─── The data

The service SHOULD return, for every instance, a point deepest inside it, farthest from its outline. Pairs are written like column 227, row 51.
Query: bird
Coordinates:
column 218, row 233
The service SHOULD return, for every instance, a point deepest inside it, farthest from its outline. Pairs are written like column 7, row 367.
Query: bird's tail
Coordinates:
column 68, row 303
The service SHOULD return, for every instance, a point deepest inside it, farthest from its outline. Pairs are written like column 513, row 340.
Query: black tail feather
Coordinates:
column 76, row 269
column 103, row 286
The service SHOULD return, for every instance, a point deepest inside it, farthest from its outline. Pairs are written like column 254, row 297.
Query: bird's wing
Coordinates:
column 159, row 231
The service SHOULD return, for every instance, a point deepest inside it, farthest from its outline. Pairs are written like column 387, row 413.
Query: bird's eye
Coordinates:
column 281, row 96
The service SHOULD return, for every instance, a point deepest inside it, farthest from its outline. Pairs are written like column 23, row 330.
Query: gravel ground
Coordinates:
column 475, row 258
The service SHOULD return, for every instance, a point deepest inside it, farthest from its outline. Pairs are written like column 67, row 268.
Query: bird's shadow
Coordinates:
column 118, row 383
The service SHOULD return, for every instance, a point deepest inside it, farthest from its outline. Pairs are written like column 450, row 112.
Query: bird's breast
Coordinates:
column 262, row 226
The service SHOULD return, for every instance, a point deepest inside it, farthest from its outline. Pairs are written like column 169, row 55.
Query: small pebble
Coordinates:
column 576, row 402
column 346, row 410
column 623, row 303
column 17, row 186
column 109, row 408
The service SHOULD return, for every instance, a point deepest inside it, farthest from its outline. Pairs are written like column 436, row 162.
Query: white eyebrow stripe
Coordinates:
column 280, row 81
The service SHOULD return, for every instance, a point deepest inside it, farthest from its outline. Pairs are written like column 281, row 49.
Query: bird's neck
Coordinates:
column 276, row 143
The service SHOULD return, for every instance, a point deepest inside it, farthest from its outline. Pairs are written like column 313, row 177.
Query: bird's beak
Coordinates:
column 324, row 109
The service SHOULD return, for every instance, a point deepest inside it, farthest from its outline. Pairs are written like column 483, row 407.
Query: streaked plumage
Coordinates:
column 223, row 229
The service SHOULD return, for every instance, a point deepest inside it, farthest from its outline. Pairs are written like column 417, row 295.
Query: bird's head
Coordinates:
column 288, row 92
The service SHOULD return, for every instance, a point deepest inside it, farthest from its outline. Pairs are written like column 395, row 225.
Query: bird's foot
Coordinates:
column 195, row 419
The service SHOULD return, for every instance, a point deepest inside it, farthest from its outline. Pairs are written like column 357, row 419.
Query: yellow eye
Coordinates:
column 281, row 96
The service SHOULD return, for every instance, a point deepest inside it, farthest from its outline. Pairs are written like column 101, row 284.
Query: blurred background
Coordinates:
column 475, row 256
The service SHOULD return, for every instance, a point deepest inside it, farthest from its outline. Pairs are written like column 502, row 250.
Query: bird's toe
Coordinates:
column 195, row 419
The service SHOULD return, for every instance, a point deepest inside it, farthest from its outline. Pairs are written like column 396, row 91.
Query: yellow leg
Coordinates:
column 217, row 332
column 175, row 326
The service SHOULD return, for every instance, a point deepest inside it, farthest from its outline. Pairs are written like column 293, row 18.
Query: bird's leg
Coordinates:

──────

What to do:
Would you return, unchanged, the lines from the one containing "Query: yellow leg" through the end of the entries?

Solution:
Query: yellow leg
Coordinates:
column 217, row 332
column 175, row 326
The service SHOULD return, for every instance, a point deepest inside it, farthest from its outline. Pairs are written like column 293, row 18.
Query: bird's leg
Coordinates:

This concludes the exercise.